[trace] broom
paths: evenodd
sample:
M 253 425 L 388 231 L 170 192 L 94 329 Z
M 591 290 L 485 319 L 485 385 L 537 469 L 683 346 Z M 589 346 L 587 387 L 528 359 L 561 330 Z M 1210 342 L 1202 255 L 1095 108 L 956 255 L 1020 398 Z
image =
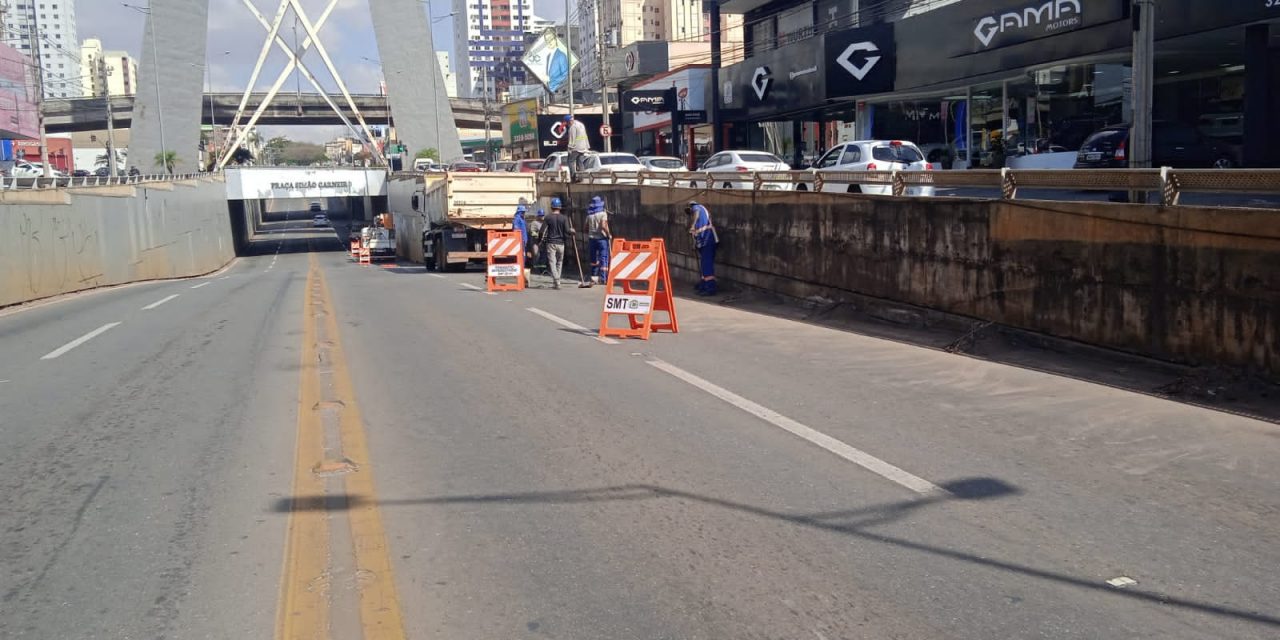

***

Problem description: Return all the data exactly, and keep the pictures out.

Exercise result:
[trace] broom
paths: evenodd
sample:
M 253 425 L 388 231 L 170 192 L 94 329 Z
M 591 290 L 485 319 L 485 385 L 537 469 L 683 346 Z M 589 346 L 587 387 L 528 359 L 561 330 Z M 1210 342 L 1202 255 L 1095 108 L 956 255 L 1020 398 Z
image =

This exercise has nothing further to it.